# Quoted passage
=== Begin Enclosure ===
The symposium -- which will launch the School of Law's new Center on Wrongful Convictions of Youth (CWCY) in the Bluhm Legal Clinic -- will feature a panel discussion of juvenile and criminal justice professionals titled "Perspectives on the Questioning of Youthful Witnesses and Suspects."

The event will take place from 4:30 to 8 p.m. Thursday, Oct. 8, in the School of Law's Thorne Auditorium, 375 E. Chicago Ave. The public is welcome, but registration is required. (For more information, call 312-503-0396 or send e-mail to e-curtis@law.northwestern.edu.)

Featured speakers include:  

  • Marty Tankleff -- Only 17 when he falsely confessed to killing his parents, Tankleff was exonerated in 2007 after serving 17 years in New York prisons. His story is chronicled in Richard Firstman's and Jay Salpeter's "A Criminal Injustice: A True Crime, A False Confession, and the Fight to Free Marty Tankleff," http://www.acriminalinjustice.com/

  • Barney Brown -- Only 14 when charged with and later convicted of rape, Brown was exonerated in 2008 after serving 38 years in Florida's penal system. He discusses his case on a podcast at http://innocencespeaks.libsyn.org/index.php?post_id=529761

"Marty and Barney are just two of dozens of exonerees from around the country who were teenagers or younger when they were wrongfully accused and convicted," said Steven Drizin, clinical professor of law and director of the School of Law's Center on Wrongful Convictions at the Bluhm Legal Clinic. "Youth is a powerful risk factor for wrongful convictions."
=== End Enclosure ===
# What to work on
Reproduce the symposium announcement word for word, from "The symposium -- which" up to and including "e-mail to e-curtis@law.northwestern.edu.)".

# Data block
=== Begin Enclosure ===
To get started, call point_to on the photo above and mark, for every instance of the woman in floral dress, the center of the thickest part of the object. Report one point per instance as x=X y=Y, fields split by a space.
=== End Enclosure ===
# Result for this exercise
The symposium -- which will launch the School of Law's new Center on Wrongful Convictions of Youth (CWCY) in the Bluhm Legal Clinic -- will feature a panel discussion of juvenile and criminal justice professionals titled "Perspectives on the Questioning of Youthful Witnesses and Suspects."

The event will take place from 4:30 to 8 p.m. Thursday, Oct. 8, in the School of Law's Thorne Auditorium, 375 E. Chicago Ave. The public is welcome, but registration is required. (For more information, call 312-503-0396 or send e-mail to e-curtis@law.northwestern.edu.)